Collected data entries:
+--

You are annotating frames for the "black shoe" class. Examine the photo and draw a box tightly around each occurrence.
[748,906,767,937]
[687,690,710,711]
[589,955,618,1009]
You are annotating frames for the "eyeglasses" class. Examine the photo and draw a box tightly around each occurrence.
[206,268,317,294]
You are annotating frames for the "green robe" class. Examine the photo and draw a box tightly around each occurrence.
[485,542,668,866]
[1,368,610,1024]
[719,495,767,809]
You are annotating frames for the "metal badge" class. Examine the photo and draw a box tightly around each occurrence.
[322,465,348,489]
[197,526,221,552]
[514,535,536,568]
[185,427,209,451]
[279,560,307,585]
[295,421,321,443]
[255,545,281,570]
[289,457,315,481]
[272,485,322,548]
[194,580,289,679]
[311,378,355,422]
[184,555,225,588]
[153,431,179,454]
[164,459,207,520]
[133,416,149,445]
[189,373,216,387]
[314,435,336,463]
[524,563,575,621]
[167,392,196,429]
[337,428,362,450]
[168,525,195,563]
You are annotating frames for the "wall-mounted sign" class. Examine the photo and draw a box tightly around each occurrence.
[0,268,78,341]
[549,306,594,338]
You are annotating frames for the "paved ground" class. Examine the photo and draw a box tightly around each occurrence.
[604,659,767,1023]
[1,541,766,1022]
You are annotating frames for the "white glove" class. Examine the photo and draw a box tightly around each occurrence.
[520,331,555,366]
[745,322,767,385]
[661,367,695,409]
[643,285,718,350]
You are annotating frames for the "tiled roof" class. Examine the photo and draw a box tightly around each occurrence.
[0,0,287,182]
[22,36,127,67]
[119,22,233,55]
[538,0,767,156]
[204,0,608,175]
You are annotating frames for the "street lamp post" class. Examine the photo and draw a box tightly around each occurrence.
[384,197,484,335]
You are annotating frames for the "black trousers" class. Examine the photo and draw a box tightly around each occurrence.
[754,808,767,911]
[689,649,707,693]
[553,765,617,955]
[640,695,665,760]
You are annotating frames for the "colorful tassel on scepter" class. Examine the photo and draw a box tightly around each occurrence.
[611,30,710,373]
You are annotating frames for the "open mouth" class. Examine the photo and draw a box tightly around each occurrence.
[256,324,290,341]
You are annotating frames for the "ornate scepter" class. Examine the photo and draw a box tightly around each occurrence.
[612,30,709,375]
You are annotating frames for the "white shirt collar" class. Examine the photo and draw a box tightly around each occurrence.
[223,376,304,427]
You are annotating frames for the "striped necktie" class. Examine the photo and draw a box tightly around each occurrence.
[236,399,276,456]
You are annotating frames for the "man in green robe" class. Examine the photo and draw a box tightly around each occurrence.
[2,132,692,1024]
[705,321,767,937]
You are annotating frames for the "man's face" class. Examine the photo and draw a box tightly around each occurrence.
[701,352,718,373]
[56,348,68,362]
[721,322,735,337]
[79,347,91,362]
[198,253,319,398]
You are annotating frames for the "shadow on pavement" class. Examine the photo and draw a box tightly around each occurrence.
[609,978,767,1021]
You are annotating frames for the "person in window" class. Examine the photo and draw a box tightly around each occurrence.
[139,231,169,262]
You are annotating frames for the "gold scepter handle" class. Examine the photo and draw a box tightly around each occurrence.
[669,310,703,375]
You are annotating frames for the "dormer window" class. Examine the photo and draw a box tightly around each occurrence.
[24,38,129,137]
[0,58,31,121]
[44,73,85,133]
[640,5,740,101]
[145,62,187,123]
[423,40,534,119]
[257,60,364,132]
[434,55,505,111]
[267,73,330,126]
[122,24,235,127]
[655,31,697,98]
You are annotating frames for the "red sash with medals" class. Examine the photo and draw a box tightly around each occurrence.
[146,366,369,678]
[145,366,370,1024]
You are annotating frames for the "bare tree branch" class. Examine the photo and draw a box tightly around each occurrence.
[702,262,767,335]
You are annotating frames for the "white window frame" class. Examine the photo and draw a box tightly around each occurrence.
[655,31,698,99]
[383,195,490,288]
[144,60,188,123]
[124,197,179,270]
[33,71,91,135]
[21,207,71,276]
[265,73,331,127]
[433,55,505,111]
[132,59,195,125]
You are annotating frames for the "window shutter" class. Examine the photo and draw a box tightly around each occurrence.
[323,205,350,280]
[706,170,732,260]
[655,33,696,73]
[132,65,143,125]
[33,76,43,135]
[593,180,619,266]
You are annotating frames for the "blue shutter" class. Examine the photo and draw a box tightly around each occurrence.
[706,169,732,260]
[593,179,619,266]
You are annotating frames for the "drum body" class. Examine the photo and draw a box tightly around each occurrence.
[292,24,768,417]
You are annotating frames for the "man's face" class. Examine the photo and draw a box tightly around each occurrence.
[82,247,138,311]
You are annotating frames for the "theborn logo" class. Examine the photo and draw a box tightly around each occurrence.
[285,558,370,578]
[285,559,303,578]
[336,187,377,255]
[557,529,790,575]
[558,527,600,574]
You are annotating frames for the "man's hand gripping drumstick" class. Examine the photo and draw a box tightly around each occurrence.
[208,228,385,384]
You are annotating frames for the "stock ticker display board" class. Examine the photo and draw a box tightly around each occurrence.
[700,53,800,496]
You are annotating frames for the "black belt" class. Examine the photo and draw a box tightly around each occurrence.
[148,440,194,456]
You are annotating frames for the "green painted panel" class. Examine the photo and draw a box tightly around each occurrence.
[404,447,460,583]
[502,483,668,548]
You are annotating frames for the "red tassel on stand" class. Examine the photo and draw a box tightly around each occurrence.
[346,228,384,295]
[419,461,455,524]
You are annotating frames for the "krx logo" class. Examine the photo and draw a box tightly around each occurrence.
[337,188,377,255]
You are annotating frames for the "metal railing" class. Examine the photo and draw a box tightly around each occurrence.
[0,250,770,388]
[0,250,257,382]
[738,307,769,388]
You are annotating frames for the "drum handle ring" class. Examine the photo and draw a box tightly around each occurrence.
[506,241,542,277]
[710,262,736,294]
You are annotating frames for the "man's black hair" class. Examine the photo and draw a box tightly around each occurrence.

+--

▶ Task to complete
Would you retype all of the lines shown above, exactly as given?

▶ Written response
You are annotating frames for the "black shoe" class. Examine the photo and draw a box tightly around each occurrence.
[748,906,767,937]
[687,690,710,711]
[589,955,618,1009]
You are annotating frames for the "eyeglasses" class. Examine the photo and draw a box tightly around each occurrence.
[206,268,317,294]
You are annotating frames for the "green robe" class. Examine the photo and draw a box tightly around each occurrence.
[485,542,668,866]
[1,368,610,1024]
[719,495,767,809]
You are annotating frames for the "metal badge" class. Examine the photo and draw a box tightly around each occurrence.
[322,465,348,489]
[197,526,221,552]
[514,535,536,568]
[185,427,209,451]
[279,560,307,585]
[295,421,321,443]
[255,545,281,570]
[289,457,315,481]
[272,485,322,548]
[194,580,289,679]
[311,378,355,422]
[184,555,225,588]
[153,431,179,454]
[164,459,207,520]
[133,416,149,445]
[189,373,216,387]
[314,435,336,463]
[524,563,575,621]
[167,392,196,429]
[337,428,362,450]
[168,525,195,563]
You are annotating frames for the "wall-mounted sign" class. Examine the photo and draw a box tightly around each occurrence.
[0,268,78,341]
[549,306,594,338]
You are annotating frames for the "paved ground" class. Examine the photo and draw a box tightly around each occurrence.
[604,659,767,1023]
[1,541,766,1022]
You are annotating frames for the "white glove" class. Examine the photo and draw a box tightly around each occurrence.
[520,331,555,366]
[745,322,767,385]
[661,367,695,409]
[643,285,718,350]
You are annotating frames for the "tiled roof" class. Examine the photo and draw a box tightly around each occurrence.
[0,0,287,182]
[22,36,127,67]
[119,22,233,55]
[538,0,767,156]
[204,0,608,175]
You are annotating frames for the "street lamp post" class. Examine the photo and draw a box tightly around each occurrence.
[384,197,484,335]
You are annotating frames for the "black trousers" class. Examine the photo and draw a box tightly around each occurrence.
[754,808,767,911]
[689,649,707,693]
[553,765,617,955]
[640,695,665,760]
You are annotating frames for the "colorful tassel on scepter" class. Examine the photo and draw a box tightly around each occurrence.
[611,30,710,373]
You are annotating frames for the "open mouth" class. Examine the photo and draw a box tightly around each occurrence.
[256,324,290,341]
You are annotating frames for the "ornate scepter" class. Examine the photo and draw a box tightly around each occurrence.
[612,30,709,375]
You are annotating frames for the "white shirt collar" class. Examine the photo and draw a box tightly around each occurrence.
[223,376,304,427]
You are annotating frames for the "striped necktie" class. Examine the photo and draw a box tightly around each occurrence.
[236,399,276,456]
You are annotating frames for the "man in green robe" class. Examine the photo and draw a box tightly around each occurrence.
[2,132,692,1024]
[705,321,767,937]
You are annotating frames for the "man's face" class. Examine the photo and draw a box tightly around each occurrence.
[701,352,718,373]
[56,348,68,362]
[721,322,735,337]
[79,347,91,362]
[198,253,319,398]
You are annotating frames for the "shadow on pavement" class. Examine the photo and draw a box tightly around each occurrence.
[609,978,767,1021]
You are annotating frames for the "person in window" class. Examine the photo and draw a box tightly around each occurrence.
[139,231,169,262]
You are annotating frames for the "gold scepter handle" class. Examine the photo and draw a box tightly around each occurrence.
[669,310,703,375]
You are annotating frames for the "dormer window" class. Examine the photo and draw a box tightly around each occurrence.
[24,38,129,137]
[0,58,31,121]
[44,73,85,133]
[640,5,740,101]
[145,62,187,123]
[423,40,534,119]
[257,60,364,132]
[434,55,505,111]
[267,73,330,126]
[122,24,235,127]
[655,31,697,98]
You are annotating frames for the "red sash with medals" class. Examine the photo and draw a box tightly around each occurrence.
[146,366,369,678]
[145,366,370,1024]
You are annotating frames for the "bare tree branch" class. Examine the photo and draw a box tightly around each occurrence.
[702,262,767,335]
You are annotating frames for the "white window frame" class. Examine the photo and draw a box tightly around each occurrence.
[655,31,698,99]
[383,195,490,288]
[144,60,188,123]
[124,197,179,270]
[33,71,91,135]
[21,207,71,276]
[265,73,331,127]
[433,55,505,111]
[132,59,195,125]
You are annotating frames for the "window shutter" class. Examine the photo and draw a box tightly around each occurrence.
[323,205,350,280]
[706,170,732,260]
[655,33,696,73]
[132,65,143,125]
[33,76,43,135]
[593,180,619,266]
You are annotating frames for the "blue shutter" class. Examine the photo and draw a box tightly around each occurrence.
[706,169,732,260]
[593,179,619,266]
You are annotating frames for the "drum body" class. Examine the photo and draw a box tightly around each occurrence.
[292,24,768,417]
You are annotating frames for the "man's face" class. Examine the photo and draw a box tightly around each occurrence.
[82,247,138,311]
You are annotating frames for the "theborn logo" class. Examine the photo and draw a box tightly around each occurrence.
[285,558,370,578]
[285,559,303,578]
[336,187,377,255]
[557,529,790,575]
[558,527,600,574]
You are annotating frames for the "man's hand gripping drumstick" class. Examine the photo and draw a box tightly around each occurrence.
[208,228,385,384]
You are annotating frames for the "stock ticker display board" class. Examine the photo and draw a box tightly around each occurrence.
[700,53,800,496]
You are annotating frames for the "black belt" class. Examine the photo and draw a box tightly around each occurrence.
[148,440,194,456]
You are annotating frames for the "green painted panel" class. Examine the photo and draw a box tightly around each occurrence.
[404,447,460,583]
[502,483,668,548]
You are annotating frames for the "red tassel on stand" class. Examine the photo and draw a box tightly around each occurrence.
[346,228,384,295]
[419,461,455,524]
You are annotating frames for the "krx logo" class. Examine the photo and draw a box tightly around each occurrence.
[337,188,377,255]
You are annotating frames for the "metal railing" class. Examine the photo and draw a box tightly around each occurrence.
[0,250,770,388]
[0,250,257,382]
[738,307,769,388]
You are annotating frames for the "drum handle ring" class. Examine the photo and draw a box tightly around each occurrence.
[506,241,542,277]
[710,262,736,294]
You are annotating frames for the "man's black hair" class. Examine the photo and draw a box tightly around each occurrence.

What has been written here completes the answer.